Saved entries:
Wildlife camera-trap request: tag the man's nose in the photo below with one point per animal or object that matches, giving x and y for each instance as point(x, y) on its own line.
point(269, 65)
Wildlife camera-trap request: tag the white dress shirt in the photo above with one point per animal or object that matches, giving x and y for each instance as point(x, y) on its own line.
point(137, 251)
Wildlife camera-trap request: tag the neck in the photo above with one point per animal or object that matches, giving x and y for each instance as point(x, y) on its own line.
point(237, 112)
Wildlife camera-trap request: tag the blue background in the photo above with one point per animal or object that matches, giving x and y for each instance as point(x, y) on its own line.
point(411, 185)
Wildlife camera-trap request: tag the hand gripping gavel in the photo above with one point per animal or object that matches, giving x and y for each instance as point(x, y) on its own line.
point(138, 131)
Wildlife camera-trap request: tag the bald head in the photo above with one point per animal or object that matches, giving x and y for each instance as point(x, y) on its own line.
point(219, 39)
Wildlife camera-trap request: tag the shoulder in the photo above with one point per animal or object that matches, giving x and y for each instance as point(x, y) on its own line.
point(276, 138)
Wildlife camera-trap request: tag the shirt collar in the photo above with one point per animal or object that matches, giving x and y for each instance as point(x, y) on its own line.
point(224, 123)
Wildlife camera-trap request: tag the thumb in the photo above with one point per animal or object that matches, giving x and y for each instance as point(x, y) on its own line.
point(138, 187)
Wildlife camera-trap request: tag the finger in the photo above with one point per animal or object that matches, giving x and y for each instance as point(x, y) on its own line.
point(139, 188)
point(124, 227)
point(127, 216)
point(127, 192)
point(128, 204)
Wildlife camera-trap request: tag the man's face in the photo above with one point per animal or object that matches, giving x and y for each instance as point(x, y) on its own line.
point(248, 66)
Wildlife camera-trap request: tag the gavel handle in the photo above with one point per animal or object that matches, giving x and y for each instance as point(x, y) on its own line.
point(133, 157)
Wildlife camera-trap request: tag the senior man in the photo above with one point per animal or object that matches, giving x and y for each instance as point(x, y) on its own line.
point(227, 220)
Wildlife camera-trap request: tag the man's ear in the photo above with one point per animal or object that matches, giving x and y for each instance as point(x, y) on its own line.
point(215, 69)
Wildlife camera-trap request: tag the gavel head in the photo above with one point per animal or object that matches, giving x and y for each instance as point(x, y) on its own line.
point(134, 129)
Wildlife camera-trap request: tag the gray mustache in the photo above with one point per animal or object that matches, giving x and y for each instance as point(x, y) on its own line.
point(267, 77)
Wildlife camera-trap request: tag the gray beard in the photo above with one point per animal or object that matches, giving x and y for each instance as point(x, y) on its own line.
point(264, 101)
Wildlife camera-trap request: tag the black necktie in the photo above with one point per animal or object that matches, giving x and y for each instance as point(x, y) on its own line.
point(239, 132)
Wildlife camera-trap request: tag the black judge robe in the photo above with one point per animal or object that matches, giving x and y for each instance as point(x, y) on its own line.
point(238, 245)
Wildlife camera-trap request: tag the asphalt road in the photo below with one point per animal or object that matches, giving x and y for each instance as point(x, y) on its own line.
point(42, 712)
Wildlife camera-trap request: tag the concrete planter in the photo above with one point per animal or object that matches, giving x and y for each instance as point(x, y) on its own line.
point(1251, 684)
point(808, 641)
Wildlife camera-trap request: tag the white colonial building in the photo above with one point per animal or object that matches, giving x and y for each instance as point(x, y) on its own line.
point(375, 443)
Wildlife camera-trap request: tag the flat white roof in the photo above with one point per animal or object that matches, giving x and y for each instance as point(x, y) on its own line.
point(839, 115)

[Directions] All of the data above should be output exactly.

[Exercise answer]
Wildlife camera-trap request: tag the man's nose in the photo below with one point per animal or object that matches, giving x and y for each instance as point(x, y) on its own line.
point(269, 65)
Wildlife camera-trap request: tag the white dress shirt in the photo above with one point per animal or object that matches, giving x and y for each instance as point(x, y) on its own line.
point(137, 251)
Wildlife camera-trap request: tag the neck in the photo above with one point per animal or object that matches, giving x and y for each instance as point(x, y) on its own line.
point(237, 112)
Wildlife camera-trap request: tag the blue background in the photo above with one point per animal or object that matches, giving x and y for each instance as point(x, y) on its own line.
point(411, 185)
Wildlife camera-trap request: tag the hand gripping gavel in the photo above with one point per animal or object that matches, giving x and y for each instance as point(x, y) on its own line.
point(138, 131)
Wildlife camera-trap request: tag the bald head in the photo above with one point per animal or object that matches, giving x and y for each instance as point(x, y) on its own line.
point(219, 39)
Wildlife camera-trap request: tag the shoulder in the photo above with one point per animal or object that matches, giving x and y for each instance as point(x, y) on its own line.
point(276, 138)
Wildlife camera-trap request: tag the shirt collar in the photo above with one point per animal or object that matches, giving x and y for each instance as point(x, y) on its own line.
point(224, 123)
Wildlife camera-trap request: tag the thumb in the photo above with one point per animal or object that matches, giving x and y for each instance as point(x, y) on its own line.
point(138, 187)
Wildlife camera-trap request: tag the finger in the photo above with one point per animal or object that matches, giving x and y for each instance as point(x, y) on its own line.
point(139, 188)
point(124, 227)
point(127, 216)
point(127, 192)
point(128, 204)
Wildlife camera-trap request: tag the man's face in the photo above with one point per animal or object that matches, giving x and y for each instance as point(x, y) on its own line.
point(248, 66)
Wildlife camera-trap request: tag the gavel handle in the photo above with one point per animal or object that matches, giving x and y for each instance as point(x, y) on its own line.
point(133, 157)
Wildlife camera-trap request: tag the senior man in the photo above with one point per animal or object that matches, giving x and y for each instance as point(x, y) on its own line.
point(227, 220)
Wildlife camera-trap request: tag the man's ear in the photo above with one point per animal or object that matches, giving x and y for each instance as point(x, y) on its own line.
point(215, 69)
Wildlife camera-trap request: tag the gavel head in the photo above with one point per animal or object that matches, giving x and y for each instance as point(x, y) on its own line.
point(134, 129)
Wildlife camera-trap request: tag the gray mustache in the photo above with one point per animal or object that matches, giving x and y for each instance as point(x, y) on its own line.
point(267, 77)
Wildlife camera-trap request: tag the gray beard in the photo above with one point per animal or object that matches, giving x and y for each instance as point(x, y) on its own line.
point(264, 101)
Wildlife camera-trap request: tag the black necktie in the photo above with one point per animal or object that matches, giving x and y for each instance as point(x, y) on its own line.
point(239, 132)
Wildlife camera-trap request: tag the black judge robe in the photo above with one point per animal or object that matches, giving x and y for each instance as point(x, y) on its own line.
point(238, 245)
Wildlife camera-trap request: tag the asphalt road in the photo below with one point per animal or object that matches, giving x and y for each instance as point(x, y) on its own line.
point(42, 712)
Wildlife camera-trap request: tag the concrete planter in the photo above with one point per animal or object that matches, giving x and y for each instance as point(x, y) on its own line.
point(1251, 684)
point(808, 641)
Wildlife camera-trap request: tag the white colonial building in the photo above with one point per animal or object that matches, giving x and y for each instance as point(x, y) on its own line.
point(375, 443)
Wildlife camera-trap request: tag the flat white roof in the photo above with one point per animal or object that matches, giving x and y for each instance as point(x, y) on its own line.
point(839, 115)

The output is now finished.